_Source excerpt_
For years I’ve been telling myself I’m a Constructed player, that Limited was just a crap shoot and I’d never be lucky enough to open the “nuts” pool. The truth is, I’m a Magic the Gathering player, and it so happens that the Magic events that best correlate with my schedule are Constructed events.
With the changes to the PTQ seasons, if I want to play, then I have to play Limited 50% of the time, and while this was originally met with a certain amount of skepticism, I realized it didn’t help me in any way if I was hoping to win.
In the past two months, I’ve had a decent level of success playing Constructed but there were no PTQ top eights achieved, which in turn means, no wins, the only indicator that matters. Going even further, the same frustrations would continue to creep up at each tournament I played. So for once I welcomed Limited season as a change of pace and to avoid reaching my breaking point with Standard.
To start off the Limited PTQ season, Wizards was nice enough to schedule a Limited GP in my hometown, allowing me to try my hand at a format I had yet to play. To save on the unnecessary lead up stories, this is the sealed deck I played, with the sideboard representing the rest of my pool:
Sealed Pool GP Montreal
While sometimes decisions on deck directions may take time, this one was rather quick. For one, this is the sealed pool I registered, so I had a good idea of what I wanted to build; and two, I was never going to play Phenax, God of Deception. To steal from Matt Sperling’s article:
It was fitting that, with most of my Magic success coming from playing Jund, Ephara, God of the Polis, was going to be the card that I bet the house on. I had a friend who used to play Magic and would always build decks with as many cards that cantripped as possible. His reasoning was, “It says draw a card so it must be good.” While he was wrong about most cards, he would have been right about Ephara.

[Data listing]
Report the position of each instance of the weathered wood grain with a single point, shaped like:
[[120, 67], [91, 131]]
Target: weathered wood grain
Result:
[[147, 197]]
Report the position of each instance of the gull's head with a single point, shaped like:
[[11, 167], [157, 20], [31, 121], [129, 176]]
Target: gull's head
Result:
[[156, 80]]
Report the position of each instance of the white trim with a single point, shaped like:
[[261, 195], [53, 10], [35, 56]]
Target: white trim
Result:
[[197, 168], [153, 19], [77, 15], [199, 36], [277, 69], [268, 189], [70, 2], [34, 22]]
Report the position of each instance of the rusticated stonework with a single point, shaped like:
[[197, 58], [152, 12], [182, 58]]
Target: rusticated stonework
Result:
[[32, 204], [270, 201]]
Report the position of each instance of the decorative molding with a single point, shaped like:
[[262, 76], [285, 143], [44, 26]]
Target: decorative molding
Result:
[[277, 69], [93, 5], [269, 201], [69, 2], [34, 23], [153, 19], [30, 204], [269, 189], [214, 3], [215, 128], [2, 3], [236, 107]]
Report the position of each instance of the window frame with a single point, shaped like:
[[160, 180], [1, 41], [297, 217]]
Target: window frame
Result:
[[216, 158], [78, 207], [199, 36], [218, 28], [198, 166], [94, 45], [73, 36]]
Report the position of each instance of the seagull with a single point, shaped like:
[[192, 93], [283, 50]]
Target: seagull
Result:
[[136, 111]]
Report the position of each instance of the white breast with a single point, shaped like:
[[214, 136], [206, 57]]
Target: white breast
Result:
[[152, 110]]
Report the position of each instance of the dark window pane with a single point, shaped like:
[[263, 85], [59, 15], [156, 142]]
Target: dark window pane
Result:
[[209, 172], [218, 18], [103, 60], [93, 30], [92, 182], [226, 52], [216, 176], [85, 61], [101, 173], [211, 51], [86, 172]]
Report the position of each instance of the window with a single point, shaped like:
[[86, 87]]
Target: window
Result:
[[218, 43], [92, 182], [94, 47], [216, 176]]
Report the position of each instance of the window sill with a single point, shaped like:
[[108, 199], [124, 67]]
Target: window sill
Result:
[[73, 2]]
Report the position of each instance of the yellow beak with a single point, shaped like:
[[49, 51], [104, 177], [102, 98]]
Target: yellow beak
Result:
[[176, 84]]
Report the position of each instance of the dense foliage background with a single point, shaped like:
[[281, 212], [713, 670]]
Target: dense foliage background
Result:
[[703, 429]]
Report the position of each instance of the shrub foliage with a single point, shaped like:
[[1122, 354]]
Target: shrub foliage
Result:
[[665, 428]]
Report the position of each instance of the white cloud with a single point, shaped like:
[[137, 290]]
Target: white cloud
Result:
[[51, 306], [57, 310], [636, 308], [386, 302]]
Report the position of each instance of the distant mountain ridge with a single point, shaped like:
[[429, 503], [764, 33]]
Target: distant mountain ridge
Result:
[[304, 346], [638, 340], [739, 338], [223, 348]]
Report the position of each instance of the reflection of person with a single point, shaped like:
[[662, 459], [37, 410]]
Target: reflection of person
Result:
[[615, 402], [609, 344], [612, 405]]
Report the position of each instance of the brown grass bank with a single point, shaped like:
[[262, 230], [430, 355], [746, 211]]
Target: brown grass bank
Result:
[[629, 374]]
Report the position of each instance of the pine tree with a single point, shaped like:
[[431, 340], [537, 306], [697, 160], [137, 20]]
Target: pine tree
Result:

_Work to do_
a - From the paragraphs of the Magic: The Gathering tournament article (leave out the one-line heading), list every game format name that is written with a capital letter.
b - Reproduce the part of the Magic: The Gathering tournament article that begins at the words "With the changes" and ends after the words "point with Standard.".
c - Resume the Magic: The Gathering tournament article after its final sentence and write what follows.

_Results_
a - Constructed, Limited, Standard

b -
With the changes to the PTQ seasons, if I want to play, then I have to play Limited 50% of the time, and while this was originally met with a certain amount of skepticism, I realized it didn’t help me in any way if I was hoping to win.
In the past two months, I’ve had a decent level of success playing Constructed but there were no PTQ top eights achieved, which in turn means, no wins, the only indicator that matters. Going even further, the same frustrations would continue to creep up at each tournament I played. So for once I welcomed Limited season as a change of pace and to avoid reaching my breaking point with Standard.

c -
Now firmly locked in UW, the question was whether there was a splash color that could be useful. Obviously Prophet of Kruphix was attractive, but the only other appealing green card was Nylea’s Emissary, and with the number of double-white casting costs, playing Traveler’s Amulet and Unknown Shores for those cards was not justified.
I never considered black as nothing appealed to me, and looking at it might make me want to try Phenax, which would have been a huge mistake. Last was red, and with a Temple of Triumph in my pool, the splash didn’t seem as backbreaking. Similar to green, there were only two cards of interest. Lightning Strike seemed fine but not essential, and Portent of Betrayal could certainly turn certain tides, but in a format of battlefields full of dorks, a Threaten effect is not as impactful.
In the end I settled on what I thought was an unattractive but practical UW deck. The only problem I had with the deck, was whether I would be able to win games without a clear, game-ending threat. Turns out I may have been a little confused on how well my deck could function.
Before I get to my rounds, I want to talk about the mistakes I made in deck building. On Thursday, we were discussing the number of creatures at one or two casting cost to justify Loyal Pegasus. Whatever your personal number is, my deck did not have enough.
Elsewhere, Ephara’s Warden is too slow and impractical in this format and was most often a liability as opposed to an asset. And as for God-Favored General, the card is utter garbage, to the point that it should never even be a consideration. And no, you shouldn’t consider playing Warden and General to have a “combo”.
The other options I would have had were limited at best. Ultimately, I would have swapped the Omenspeaker and Oracle’s Insight for the Warden and General, leaving in the Loyal Pegasus as a necessary evil.Stymied Hopes can sometimes be backbreaking, but my deck didn’t really have time for tricks, needing to squeeze in every little bit of damage possible. For this reason, I left out Last Breath as well. Giving my opponent four life was a luxury I could ill afford. Scholar was never a consideration as I liked my mana base the way it was and had no interest in changing it.
Now we move to the Crypsis debate. I can certainly understand its merit and have seen it perform before, but my deck doesn’t have time for many tricks, and throughout the entire portion of day one, I never even considered boarding it in. If you can block and kill a creature, it’s good but blocking for the sake of blocking is rather unappealing to me.
Going into the GP, I thought I had enough point to lock up two byes but unfortunately I was wrong and only had the one bye.
Round 2 – Jason Vairamuthu
While it would be easy to say I lost this round to rares and Orekos Sun Guide, the truth is I lost because I didn’t know the identity of my deck yet. I’m not saying I would have won if I did, but I certainly would have played differently.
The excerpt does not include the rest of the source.